■ TASK BRIEF:
Write out all of the entries exactly as given.

■ DATA PROVIDED:
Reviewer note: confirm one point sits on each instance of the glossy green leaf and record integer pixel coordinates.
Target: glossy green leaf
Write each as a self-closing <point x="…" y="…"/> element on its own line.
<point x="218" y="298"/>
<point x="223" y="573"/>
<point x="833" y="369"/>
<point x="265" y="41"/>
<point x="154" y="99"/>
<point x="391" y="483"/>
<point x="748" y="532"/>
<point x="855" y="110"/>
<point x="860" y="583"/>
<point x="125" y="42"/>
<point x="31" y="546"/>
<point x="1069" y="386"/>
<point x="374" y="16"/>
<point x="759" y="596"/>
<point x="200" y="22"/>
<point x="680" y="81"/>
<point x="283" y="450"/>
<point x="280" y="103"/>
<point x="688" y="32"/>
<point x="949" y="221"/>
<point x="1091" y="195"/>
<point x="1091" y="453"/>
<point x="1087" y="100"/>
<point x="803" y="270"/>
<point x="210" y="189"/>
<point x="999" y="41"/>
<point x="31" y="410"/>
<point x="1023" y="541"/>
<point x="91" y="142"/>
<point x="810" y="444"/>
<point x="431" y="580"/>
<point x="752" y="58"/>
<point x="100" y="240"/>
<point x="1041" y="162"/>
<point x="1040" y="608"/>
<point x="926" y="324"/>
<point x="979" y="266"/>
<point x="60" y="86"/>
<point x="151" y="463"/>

■ RESPONSE TO THIS EXERCISE:
Reviewer note: confirm one point sits on each instance of the glossy green leaf and record integer pixel coordinates.
Target: glossy green leaf
Write each as a self-closing <point x="…" y="…"/> element on its own line.
<point x="218" y="298"/>
<point x="223" y="573"/>
<point x="833" y="369"/>
<point x="265" y="41"/>
<point x="154" y="99"/>
<point x="391" y="483"/>
<point x="748" y="532"/>
<point x="855" y="110"/>
<point x="860" y="583"/>
<point x="125" y="42"/>
<point x="31" y="546"/>
<point x="1069" y="386"/>
<point x="374" y="16"/>
<point x="759" y="596"/>
<point x="200" y="22"/>
<point x="680" y="81"/>
<point x="283" y="450"/>
<point x="280" y="103"/>
<point x="688" y="32"/>
<point x="949" y="221"/>
<point x="1091" y="195"/>
<point x="1091" y="453"/>
<point x="1087" y="100"/>
<point x="803" y="270"/>
<point x="210" y="189"/>
<point x="999" y="41"/>
<point x="31" y="410"/>
<point x="1023" y="541"/>
<point x="91" y="142"/>
<point x="810" y="444"/>
<point x="431" y="580"/>
<point x="752" y="58"/>
<point x="100" y="240"/>
<point x="1041" y="162"/>
<point x="1040" y="608"/>
<point x="926" y="324"/>
<point x="979" y="266"/>
<point x="60" y="86"/>
<point x="151" y="463"/>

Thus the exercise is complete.